* WHAT IS BEING ASKED *
Going through the entries below, count each line that holds "linen" and give only the total.

* DATA EXTRACT *
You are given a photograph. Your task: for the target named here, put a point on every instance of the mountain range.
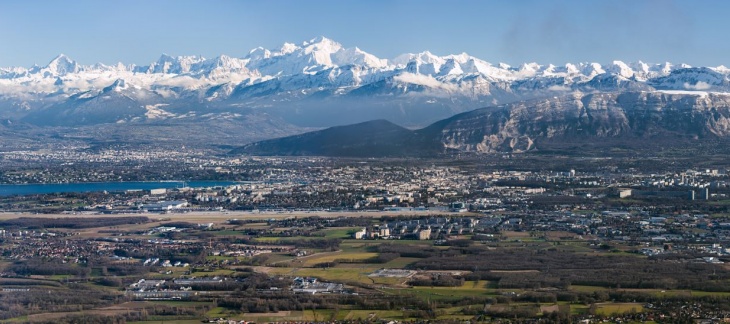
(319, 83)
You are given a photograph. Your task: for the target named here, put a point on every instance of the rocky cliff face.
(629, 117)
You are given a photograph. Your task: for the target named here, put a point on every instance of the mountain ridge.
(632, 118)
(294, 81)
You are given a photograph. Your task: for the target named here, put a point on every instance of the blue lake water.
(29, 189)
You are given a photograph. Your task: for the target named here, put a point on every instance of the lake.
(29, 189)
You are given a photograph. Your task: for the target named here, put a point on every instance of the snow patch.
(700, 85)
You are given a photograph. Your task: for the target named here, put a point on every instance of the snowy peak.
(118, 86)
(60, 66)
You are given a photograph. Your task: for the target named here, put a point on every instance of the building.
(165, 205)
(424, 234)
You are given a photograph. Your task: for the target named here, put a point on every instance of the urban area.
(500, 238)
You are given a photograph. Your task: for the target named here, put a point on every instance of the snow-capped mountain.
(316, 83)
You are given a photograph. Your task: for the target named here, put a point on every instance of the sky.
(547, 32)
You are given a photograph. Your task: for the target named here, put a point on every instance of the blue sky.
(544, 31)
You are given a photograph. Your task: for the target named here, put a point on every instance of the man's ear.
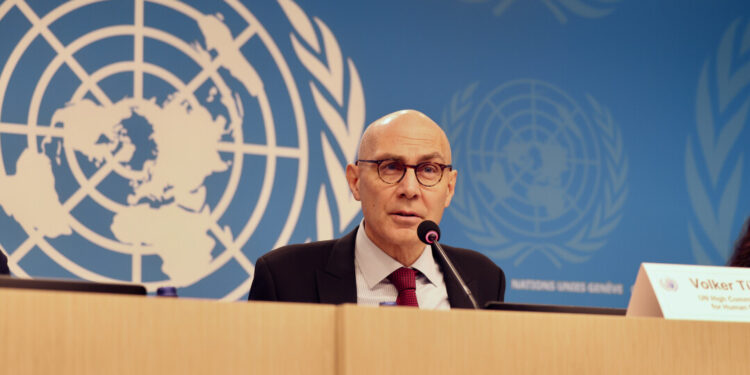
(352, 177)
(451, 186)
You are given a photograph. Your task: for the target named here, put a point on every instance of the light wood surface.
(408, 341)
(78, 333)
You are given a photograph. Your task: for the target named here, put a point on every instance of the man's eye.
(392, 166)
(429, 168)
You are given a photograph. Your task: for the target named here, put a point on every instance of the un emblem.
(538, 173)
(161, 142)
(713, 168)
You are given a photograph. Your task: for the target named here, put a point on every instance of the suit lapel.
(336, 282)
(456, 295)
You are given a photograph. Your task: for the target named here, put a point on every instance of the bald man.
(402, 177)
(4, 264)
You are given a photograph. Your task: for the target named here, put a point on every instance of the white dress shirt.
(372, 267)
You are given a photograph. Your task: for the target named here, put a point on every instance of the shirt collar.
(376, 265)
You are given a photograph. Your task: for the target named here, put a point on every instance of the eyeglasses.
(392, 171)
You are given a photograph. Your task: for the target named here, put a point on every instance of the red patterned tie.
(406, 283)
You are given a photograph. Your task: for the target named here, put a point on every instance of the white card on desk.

--

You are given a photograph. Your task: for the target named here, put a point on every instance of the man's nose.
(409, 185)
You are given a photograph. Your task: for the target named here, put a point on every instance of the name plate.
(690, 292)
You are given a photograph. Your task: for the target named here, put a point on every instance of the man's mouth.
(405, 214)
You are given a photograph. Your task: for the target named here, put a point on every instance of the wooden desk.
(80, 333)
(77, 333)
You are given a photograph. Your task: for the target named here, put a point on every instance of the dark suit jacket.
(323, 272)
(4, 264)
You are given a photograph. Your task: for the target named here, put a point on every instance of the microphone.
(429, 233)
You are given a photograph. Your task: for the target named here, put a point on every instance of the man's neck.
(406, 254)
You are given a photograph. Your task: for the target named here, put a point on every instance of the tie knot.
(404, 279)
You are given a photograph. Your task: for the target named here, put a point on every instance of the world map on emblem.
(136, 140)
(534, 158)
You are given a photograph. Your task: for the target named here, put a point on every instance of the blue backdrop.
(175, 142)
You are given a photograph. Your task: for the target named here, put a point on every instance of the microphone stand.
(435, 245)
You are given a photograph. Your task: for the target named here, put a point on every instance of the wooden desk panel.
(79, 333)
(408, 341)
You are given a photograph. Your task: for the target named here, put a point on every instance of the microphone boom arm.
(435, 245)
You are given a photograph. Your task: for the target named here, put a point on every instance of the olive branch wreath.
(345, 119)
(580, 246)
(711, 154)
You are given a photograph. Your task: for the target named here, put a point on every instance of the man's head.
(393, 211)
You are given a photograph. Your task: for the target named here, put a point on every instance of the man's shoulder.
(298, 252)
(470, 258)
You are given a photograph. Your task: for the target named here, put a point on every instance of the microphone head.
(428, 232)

* * *

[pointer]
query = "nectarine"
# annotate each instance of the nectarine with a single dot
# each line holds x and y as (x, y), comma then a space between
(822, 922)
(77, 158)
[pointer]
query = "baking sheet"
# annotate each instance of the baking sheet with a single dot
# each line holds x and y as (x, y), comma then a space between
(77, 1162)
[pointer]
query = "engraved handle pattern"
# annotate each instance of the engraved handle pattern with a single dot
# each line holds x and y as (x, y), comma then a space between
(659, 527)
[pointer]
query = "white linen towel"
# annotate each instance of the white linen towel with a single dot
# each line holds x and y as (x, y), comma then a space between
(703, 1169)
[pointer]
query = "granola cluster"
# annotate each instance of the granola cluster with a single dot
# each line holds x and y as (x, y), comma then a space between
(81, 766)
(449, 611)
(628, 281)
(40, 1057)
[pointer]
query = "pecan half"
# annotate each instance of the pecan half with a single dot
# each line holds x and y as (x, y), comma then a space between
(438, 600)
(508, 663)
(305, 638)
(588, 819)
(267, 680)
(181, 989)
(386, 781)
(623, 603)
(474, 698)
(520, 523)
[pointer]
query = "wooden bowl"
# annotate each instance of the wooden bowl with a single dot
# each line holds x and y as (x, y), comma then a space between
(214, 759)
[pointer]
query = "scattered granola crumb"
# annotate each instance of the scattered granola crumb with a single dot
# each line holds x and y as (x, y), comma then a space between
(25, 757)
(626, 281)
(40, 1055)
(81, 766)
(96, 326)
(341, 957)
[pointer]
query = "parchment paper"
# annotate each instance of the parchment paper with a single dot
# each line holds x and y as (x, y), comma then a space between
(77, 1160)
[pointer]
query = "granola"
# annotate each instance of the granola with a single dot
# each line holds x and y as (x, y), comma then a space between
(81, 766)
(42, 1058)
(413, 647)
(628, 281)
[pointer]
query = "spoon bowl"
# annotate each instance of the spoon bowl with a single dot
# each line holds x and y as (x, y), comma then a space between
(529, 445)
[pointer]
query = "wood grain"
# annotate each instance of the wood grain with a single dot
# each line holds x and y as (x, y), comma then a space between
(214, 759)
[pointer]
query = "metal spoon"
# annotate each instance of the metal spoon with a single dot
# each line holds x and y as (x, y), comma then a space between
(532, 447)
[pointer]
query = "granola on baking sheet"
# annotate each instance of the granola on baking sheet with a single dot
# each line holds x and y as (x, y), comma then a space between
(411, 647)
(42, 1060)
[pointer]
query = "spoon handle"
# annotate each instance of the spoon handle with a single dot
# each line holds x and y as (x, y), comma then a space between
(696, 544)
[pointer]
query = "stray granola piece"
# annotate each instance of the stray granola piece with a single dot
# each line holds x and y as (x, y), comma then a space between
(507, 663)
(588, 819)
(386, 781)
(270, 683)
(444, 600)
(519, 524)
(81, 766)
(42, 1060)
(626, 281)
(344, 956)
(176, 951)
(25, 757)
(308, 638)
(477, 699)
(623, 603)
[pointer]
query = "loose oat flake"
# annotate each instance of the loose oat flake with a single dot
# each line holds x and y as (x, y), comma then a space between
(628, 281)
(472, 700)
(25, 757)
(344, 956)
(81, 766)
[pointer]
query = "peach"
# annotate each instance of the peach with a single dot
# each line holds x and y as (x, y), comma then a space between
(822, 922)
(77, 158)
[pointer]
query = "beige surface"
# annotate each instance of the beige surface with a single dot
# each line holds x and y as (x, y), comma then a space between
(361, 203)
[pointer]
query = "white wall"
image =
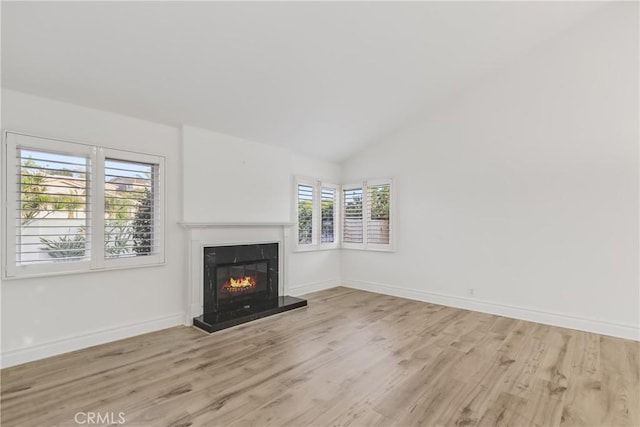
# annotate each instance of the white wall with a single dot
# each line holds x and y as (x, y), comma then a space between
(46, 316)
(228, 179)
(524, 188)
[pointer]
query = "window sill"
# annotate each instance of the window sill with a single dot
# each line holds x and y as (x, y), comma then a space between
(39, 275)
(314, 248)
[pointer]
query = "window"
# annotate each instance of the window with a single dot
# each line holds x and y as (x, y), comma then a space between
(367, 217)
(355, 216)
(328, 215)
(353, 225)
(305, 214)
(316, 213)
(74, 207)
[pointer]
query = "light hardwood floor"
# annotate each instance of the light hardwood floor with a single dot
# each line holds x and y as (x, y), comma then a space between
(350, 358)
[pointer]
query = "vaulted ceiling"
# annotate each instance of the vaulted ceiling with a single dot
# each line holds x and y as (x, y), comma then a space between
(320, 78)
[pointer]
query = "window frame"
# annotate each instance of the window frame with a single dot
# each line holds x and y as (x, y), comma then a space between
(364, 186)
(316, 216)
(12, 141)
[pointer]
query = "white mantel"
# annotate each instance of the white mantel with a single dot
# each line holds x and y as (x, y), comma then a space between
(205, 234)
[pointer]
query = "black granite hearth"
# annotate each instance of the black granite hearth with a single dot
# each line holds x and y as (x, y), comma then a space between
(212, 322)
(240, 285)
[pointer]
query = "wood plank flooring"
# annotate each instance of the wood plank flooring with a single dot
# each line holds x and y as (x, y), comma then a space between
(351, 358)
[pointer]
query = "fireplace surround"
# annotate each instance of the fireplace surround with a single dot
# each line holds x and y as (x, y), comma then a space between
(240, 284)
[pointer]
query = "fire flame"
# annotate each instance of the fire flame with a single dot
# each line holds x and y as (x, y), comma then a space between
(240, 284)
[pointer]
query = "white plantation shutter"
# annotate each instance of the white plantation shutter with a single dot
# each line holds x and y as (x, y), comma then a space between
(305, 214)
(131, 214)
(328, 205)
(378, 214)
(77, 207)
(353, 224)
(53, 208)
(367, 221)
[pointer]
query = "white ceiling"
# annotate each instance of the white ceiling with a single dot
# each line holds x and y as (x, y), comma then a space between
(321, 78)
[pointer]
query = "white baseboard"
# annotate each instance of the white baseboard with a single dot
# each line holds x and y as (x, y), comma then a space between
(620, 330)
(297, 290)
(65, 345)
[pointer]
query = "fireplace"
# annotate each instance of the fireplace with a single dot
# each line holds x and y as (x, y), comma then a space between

* YOUR SOLUTION *
2